* **Task requirements**
Update the lines from the one with "For every <instance>" up to and including the one with "box: [289, 170, 356, 185]" by swapping every "clicks" for "points" and leaving everything else as it is. Return only those lines.

[Stored items]
########################################

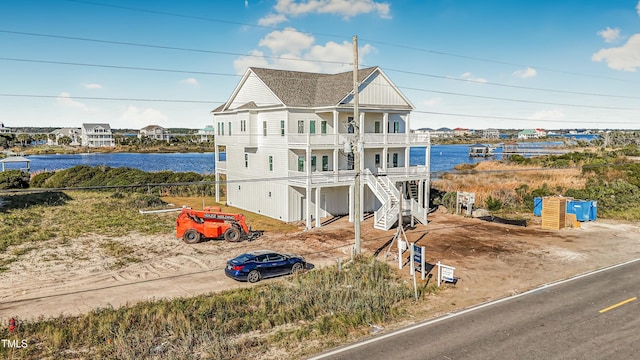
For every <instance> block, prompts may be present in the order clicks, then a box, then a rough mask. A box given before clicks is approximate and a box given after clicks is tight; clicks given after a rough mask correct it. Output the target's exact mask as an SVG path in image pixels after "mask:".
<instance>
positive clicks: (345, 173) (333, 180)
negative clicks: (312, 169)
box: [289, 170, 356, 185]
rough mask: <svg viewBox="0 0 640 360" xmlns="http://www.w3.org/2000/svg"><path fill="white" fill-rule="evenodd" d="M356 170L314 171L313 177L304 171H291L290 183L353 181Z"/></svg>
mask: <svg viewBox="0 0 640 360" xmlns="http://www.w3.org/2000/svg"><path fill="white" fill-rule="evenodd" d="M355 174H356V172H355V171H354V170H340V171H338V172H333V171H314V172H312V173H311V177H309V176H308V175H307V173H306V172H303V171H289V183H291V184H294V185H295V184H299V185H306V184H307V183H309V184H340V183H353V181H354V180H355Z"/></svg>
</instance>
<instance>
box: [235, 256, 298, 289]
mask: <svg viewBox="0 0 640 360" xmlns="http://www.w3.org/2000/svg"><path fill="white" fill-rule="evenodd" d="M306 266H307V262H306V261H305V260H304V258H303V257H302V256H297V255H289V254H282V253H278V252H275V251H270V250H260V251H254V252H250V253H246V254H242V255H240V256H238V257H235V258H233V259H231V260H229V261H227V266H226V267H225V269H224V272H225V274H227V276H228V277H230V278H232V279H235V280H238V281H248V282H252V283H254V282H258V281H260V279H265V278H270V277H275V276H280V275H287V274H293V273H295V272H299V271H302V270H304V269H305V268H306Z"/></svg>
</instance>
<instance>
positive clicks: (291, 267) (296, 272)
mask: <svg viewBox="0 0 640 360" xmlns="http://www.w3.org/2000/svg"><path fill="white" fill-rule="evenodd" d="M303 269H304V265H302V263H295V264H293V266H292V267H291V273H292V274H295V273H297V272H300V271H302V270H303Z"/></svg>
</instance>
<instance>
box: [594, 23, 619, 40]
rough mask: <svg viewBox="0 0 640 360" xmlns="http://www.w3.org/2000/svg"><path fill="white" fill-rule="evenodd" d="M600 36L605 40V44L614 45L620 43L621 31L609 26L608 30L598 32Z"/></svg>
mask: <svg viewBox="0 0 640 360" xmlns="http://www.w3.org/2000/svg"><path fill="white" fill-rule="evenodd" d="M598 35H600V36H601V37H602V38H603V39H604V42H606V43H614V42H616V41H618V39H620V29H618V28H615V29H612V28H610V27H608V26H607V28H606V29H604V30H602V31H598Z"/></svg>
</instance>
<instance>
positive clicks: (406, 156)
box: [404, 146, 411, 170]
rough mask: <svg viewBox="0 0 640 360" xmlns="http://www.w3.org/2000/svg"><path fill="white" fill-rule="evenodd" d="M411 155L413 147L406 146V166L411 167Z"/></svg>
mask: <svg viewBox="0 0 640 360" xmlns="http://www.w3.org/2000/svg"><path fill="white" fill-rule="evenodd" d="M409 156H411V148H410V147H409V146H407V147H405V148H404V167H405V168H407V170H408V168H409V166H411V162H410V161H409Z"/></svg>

########################################

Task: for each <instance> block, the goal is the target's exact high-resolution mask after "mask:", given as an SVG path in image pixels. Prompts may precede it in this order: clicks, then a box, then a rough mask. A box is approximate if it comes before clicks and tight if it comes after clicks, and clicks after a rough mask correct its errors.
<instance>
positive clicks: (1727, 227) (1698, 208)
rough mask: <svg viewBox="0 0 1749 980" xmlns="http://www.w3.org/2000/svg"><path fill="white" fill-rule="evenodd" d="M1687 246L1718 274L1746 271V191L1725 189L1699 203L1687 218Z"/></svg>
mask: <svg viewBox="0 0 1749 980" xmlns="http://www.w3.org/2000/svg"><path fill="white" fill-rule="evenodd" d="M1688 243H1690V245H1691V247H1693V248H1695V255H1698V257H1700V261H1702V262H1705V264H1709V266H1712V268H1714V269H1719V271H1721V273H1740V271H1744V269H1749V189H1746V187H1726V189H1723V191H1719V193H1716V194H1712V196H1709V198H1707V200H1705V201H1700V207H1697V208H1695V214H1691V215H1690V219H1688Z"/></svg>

########################################

* **Written response**
For every <instance> block, prompts may be present in the order points, then a box, then a rough mask. A box given before points is approximate and a box given after points is tight; points given after a rough mask correct it. Output the target's exact mask as an SVG path in image pixels after "mask:".
<instance>
positive points: (345, 173) (333, 180)
negative points: (312, 169)
box: [289, 170, 356, 185]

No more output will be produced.